Gather every line from the entries below that includes "player".

__THE INPUT__:

================================

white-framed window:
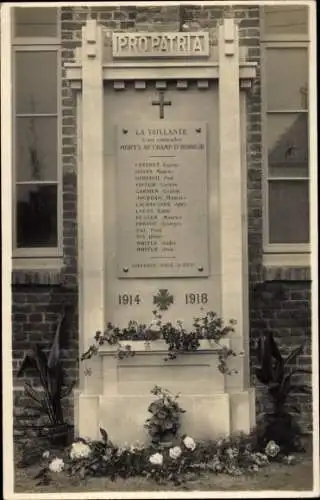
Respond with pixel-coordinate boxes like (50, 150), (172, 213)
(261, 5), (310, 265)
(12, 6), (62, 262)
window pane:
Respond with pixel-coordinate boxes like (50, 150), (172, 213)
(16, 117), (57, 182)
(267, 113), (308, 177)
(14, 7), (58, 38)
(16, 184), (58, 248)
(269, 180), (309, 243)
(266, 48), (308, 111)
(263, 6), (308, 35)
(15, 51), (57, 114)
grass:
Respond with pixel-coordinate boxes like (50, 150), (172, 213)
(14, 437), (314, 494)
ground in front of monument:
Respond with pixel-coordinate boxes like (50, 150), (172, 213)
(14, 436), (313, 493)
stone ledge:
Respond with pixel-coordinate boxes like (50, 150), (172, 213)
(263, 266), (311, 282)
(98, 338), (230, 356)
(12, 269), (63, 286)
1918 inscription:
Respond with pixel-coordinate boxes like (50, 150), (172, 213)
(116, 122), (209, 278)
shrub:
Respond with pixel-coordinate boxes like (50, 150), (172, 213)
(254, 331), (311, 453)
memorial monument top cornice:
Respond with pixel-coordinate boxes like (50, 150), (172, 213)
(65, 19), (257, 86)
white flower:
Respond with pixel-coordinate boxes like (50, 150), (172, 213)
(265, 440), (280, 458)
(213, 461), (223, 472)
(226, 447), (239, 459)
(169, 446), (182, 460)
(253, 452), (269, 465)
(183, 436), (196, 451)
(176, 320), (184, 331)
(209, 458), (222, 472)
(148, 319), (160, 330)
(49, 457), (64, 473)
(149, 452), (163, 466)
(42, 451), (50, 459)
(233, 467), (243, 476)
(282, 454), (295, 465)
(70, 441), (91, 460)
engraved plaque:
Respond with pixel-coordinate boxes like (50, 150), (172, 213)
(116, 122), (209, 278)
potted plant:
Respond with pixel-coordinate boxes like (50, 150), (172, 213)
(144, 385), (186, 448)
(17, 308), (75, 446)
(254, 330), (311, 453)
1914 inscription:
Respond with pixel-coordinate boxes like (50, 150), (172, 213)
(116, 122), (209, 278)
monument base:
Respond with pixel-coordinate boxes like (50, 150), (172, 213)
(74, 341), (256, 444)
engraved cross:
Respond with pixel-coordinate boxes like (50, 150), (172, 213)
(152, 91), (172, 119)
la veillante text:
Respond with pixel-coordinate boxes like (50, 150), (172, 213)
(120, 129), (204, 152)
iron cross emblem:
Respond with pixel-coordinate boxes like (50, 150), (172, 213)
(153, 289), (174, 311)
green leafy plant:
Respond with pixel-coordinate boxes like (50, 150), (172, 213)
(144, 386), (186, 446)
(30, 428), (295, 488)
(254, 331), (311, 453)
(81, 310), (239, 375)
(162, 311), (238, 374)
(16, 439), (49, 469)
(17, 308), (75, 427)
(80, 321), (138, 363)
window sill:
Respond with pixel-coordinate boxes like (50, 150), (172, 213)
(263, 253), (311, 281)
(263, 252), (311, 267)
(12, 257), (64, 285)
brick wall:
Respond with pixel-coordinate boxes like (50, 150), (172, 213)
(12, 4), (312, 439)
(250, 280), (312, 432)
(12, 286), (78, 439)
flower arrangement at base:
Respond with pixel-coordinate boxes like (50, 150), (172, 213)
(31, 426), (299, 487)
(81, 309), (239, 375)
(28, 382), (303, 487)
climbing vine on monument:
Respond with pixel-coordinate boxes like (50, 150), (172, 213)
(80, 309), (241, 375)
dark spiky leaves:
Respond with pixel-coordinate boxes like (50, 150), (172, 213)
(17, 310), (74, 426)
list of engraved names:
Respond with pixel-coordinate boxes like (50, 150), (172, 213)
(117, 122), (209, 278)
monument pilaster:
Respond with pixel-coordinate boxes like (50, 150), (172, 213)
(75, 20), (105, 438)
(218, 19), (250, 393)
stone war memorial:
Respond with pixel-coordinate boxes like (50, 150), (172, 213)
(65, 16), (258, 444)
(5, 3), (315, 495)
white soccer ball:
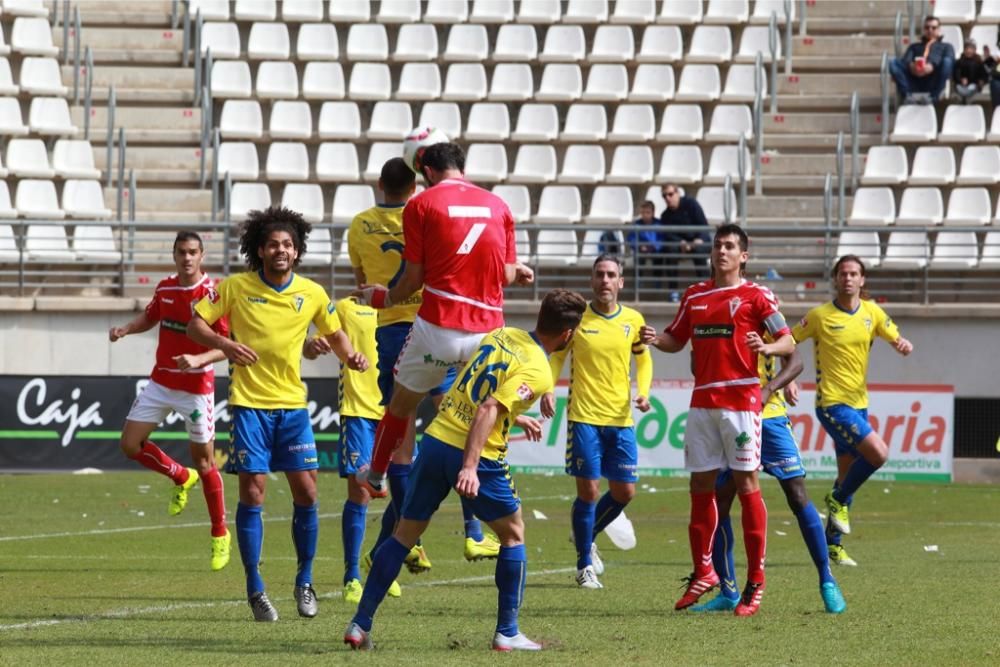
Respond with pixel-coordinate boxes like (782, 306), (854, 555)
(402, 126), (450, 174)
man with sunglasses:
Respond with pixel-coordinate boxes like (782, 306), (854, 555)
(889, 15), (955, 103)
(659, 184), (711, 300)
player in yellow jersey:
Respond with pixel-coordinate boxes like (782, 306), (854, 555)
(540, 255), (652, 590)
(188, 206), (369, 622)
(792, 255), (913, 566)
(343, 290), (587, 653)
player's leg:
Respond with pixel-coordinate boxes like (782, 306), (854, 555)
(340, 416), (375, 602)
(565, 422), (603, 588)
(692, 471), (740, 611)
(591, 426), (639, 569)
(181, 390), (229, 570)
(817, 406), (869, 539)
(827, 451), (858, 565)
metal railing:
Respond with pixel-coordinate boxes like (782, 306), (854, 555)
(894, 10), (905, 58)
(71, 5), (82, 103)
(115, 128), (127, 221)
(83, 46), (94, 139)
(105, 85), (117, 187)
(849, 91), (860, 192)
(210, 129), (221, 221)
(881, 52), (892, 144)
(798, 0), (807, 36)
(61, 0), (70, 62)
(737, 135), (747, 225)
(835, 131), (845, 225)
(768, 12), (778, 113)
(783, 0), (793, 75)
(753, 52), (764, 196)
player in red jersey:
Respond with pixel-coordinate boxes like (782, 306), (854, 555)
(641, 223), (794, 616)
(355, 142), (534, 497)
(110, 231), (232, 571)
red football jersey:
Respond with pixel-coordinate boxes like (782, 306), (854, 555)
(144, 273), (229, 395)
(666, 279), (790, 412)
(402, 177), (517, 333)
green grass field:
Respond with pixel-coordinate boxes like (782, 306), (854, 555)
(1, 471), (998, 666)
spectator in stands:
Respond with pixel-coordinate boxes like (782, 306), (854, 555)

================================

__TASK RESPONSE__:
player in yellow jersey:
player's leg:
player in red jersey:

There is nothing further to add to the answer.